[start]
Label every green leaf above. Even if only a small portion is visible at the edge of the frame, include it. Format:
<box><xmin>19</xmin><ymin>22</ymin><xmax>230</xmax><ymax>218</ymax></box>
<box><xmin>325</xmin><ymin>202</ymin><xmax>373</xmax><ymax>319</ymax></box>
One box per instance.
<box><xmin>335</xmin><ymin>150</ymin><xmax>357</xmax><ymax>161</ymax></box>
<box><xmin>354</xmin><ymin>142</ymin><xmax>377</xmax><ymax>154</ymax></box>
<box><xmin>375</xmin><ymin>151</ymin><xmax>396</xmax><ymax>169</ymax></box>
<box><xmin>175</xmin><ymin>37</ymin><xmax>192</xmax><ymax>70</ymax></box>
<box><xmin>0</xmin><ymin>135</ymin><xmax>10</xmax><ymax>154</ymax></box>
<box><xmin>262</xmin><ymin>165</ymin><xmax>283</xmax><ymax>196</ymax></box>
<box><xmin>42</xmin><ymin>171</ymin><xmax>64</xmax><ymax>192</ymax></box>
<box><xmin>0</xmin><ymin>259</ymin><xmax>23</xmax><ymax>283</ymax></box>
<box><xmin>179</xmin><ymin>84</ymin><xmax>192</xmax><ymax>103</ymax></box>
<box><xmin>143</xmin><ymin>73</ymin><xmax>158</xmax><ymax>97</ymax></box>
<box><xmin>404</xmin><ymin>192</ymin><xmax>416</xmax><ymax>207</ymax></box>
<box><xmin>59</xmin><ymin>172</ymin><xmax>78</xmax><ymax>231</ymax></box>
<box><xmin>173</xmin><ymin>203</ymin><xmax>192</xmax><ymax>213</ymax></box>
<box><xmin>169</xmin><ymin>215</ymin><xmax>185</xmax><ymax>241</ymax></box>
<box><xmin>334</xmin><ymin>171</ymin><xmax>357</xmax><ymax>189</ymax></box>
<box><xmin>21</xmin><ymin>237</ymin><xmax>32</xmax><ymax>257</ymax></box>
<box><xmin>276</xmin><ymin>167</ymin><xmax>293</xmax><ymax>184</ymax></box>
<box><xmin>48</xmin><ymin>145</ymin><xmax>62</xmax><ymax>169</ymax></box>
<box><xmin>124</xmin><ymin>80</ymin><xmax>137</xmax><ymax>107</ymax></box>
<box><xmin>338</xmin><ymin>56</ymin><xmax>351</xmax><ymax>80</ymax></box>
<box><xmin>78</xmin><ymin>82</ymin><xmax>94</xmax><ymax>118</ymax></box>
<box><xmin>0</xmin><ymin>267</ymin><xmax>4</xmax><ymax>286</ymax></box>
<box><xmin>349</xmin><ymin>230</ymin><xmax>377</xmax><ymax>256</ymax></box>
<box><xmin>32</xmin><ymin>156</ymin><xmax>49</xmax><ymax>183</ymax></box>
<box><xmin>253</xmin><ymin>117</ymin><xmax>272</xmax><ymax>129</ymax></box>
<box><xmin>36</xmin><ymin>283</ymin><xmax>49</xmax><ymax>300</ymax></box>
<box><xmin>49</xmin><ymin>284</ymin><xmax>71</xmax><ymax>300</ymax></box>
[end]
DIRECTIVE |
Reproduce all of the material above line for line, keeping every character unchanged.

FINAL RESULT |
Label every green leaf above. Even if only a small portion is visible at the edge of the frame, include it. Format:
<box><xmin>19</xmin><ymin>22</ymin><xmax>230</xmax><ymax>218</ymax></box>
<box><xmin>325</xmin><ymin>202</ymin><xmax>373</xmax><ymax>319</ymax></box>
One box per instance.
<box><xmin>335</xmin><ymin>150</ymin><xmax>357</xmax><ymax>161</ymax></box>
<box><xmin>354</xmin><ymin>142</ymin><xmax>377</xmax><ymax>154</ymax></box>
<box><xmin>375</xmin><ymin>151</ymin><xmax>396</xmax><ymax>169</ymax></box>
<box><xmin>175</xmin><ymin>37</ymin><xmax>192</xmax><ymax>70</ymax></box>
<box><xmin>0</xmin><ymin>135</ymin><xmax>10</xmax><ymax>154</ymax></box>
<box><xmin>262</xmin><ymin>165</ymin><xmax>283</xmax><ymax>196</ymax></box>
<box><xmin>42</xmin><ymin>171</ymin><xmax>64</xmax><ymax>192</ymax></box>
<box><xmin>0</xmin><ymin>259</ymin><xmax>23</xmax><ymax>283</ymax></box>
<box><xmin>179</xmin><ymin>84</ymin><xmax>192</xmax><ymax>103</ymax></box>
<box><xmin>143</xmin><ymin>73</ymin><xmax>158</xmax><ymax>97</ymax></box>
<box><xmin>404</xmin><ymin>192</ymin><xmax>416</xmax><ymax>207</ymax></box>
<box><xmin>59</xmin><ymin>172</ymin><xmax>78</xmax><ymax>231</ymax></box>
<box><xmin>173</xmin><ymin>203</ymin><xmax>192</xmax><ymax>213</ymax></box>
<box><xmin>169</xmin><ymin>215</ymin><xmax>185</xmax><ymax>241</ymax></box>
<box><xmin>334</xmin><ymin>171</ymin><xmax>357</xmax><ymax>189</ymax></box>
<box><xmin>21</xmin><ymin>237</ymin><xmax>32</xmax><ymax>257</ymax></box>
<box><xmin>276</xmin><ymin>167</ymin><xmax>293</xmax><ymax>184</ymax></box>
<box><xmin>48</xmin><ymin>145</ymin><xmax>62</xmax><ymax>169</ymax></box>
<box><xmin>124</xmin><ymin>80</ymin><xmax>137</xmax><ymax>107</ymax></box>
<box><xmin>338</xmin><ymin>56</ymin><xmax>351</xmax><ymax>80</ymax></box>
<box><xmin>78</xmin><ymin>82</ymin><xmax>94</xmax><ymax>118</ymax></box>
<box><xmin>0</xmin><ymin>267</ymin><xmax>4</xmax><ymax>286</ymax></box>
<box><xmin>349</xmin><ymin>230</ymin><xmax>377</xmax><ymax>256</ymax></box>
<box><xmin>32</xmin><ymin>156</ymin><xmax>49</xmax><ymax>183</ymax></box>
<box><xmin>253</xmin><ymin>117</ymin><xmax>272</xmax><ymax>129</ymax></box>
<box><xmin>36</xmin><ymin>283</ymin><xmax>49</xmax><ymax>300</ymax></box>
<box><xmin>49</xmin><ymin>284</ymin><xmax>71</xmax><ymax>300</ymax></box>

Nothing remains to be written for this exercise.